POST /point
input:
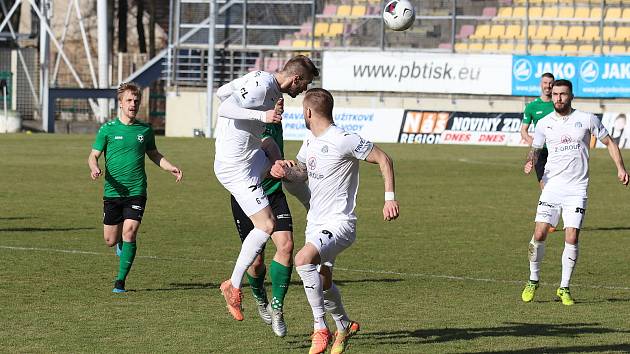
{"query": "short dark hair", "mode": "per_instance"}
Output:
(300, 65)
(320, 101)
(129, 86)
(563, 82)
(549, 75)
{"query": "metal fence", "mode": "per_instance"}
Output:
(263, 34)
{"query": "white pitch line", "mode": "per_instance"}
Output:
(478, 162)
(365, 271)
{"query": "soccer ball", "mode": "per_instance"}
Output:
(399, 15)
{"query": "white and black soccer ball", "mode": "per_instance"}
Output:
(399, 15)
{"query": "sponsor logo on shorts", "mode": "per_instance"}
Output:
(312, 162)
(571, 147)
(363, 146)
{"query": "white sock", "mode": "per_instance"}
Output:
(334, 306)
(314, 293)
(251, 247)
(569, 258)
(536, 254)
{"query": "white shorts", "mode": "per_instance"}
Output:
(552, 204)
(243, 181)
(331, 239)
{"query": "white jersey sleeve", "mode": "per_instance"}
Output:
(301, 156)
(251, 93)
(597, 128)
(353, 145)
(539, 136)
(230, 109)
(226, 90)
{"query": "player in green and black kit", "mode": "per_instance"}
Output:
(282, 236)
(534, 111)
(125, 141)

_ _ _

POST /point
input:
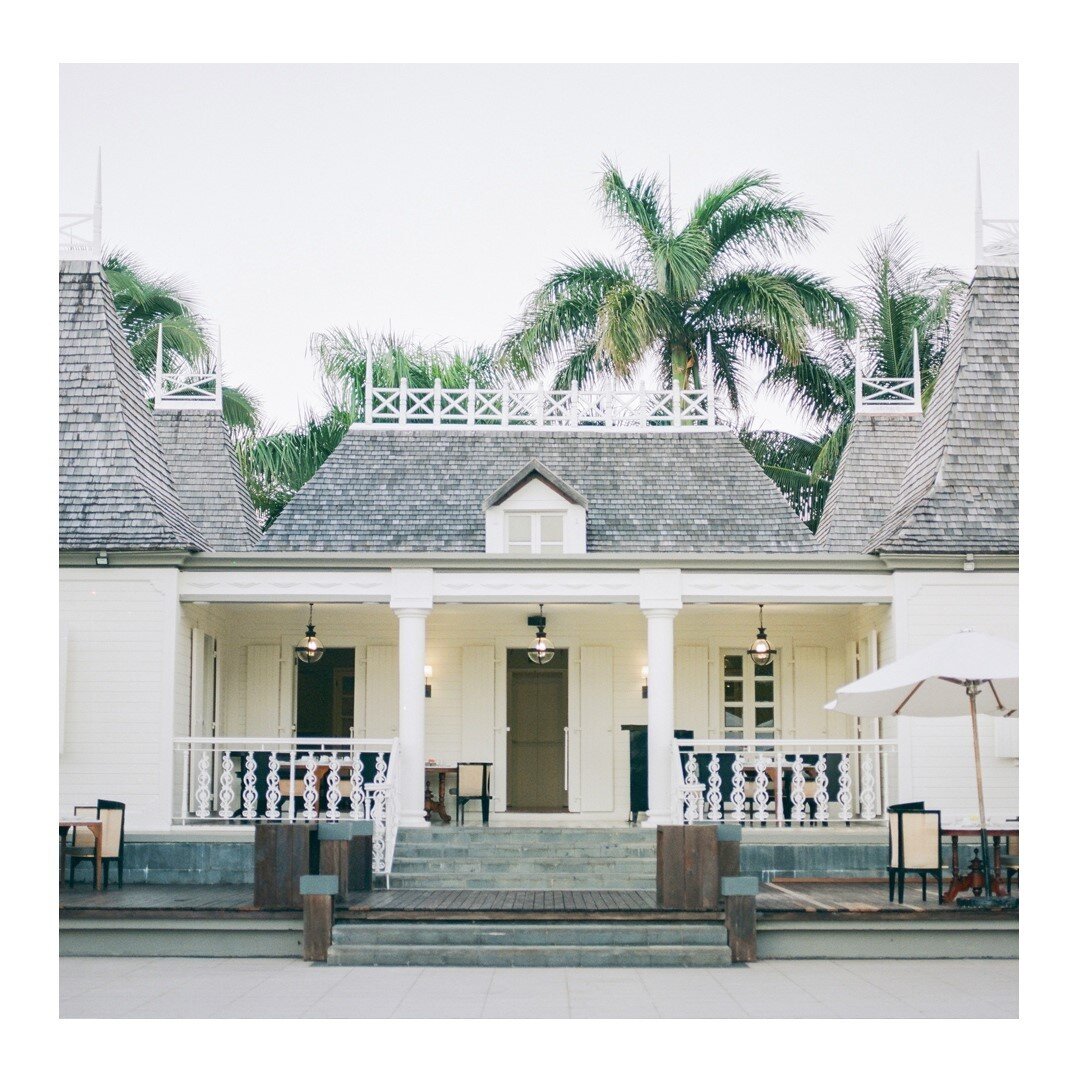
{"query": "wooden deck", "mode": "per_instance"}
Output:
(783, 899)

_ _ _

▶ **Exercise**: Count the lines in the records above that contain the string "white" and reply with the number alone.

▶ **Written response**: 5